__EXERCISE GOAL__
Every line from the one containing "# Detect every" through the end of the data is to be copied exactly, and nothing outside that range.

Text-to-region grounding data
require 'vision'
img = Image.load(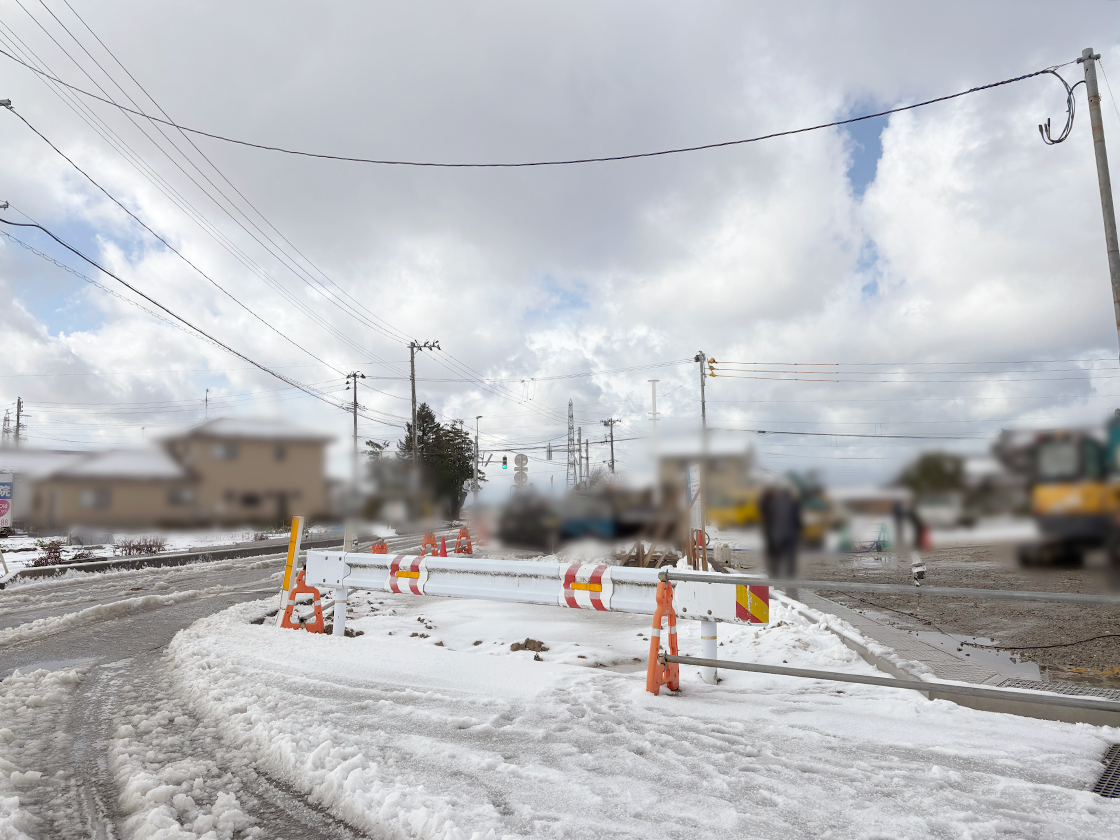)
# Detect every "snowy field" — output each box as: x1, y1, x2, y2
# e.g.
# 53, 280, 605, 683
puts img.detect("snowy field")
19, 587, 1106, 838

__ANSWER FOR THIS EXERCISE__
# Detect every "snowy field" — output each box as: x1, y1, x2, y2
# e.g.
# 53, 280, 605, 683
puts img.detect("snowy field")
19, 587, 1106, 838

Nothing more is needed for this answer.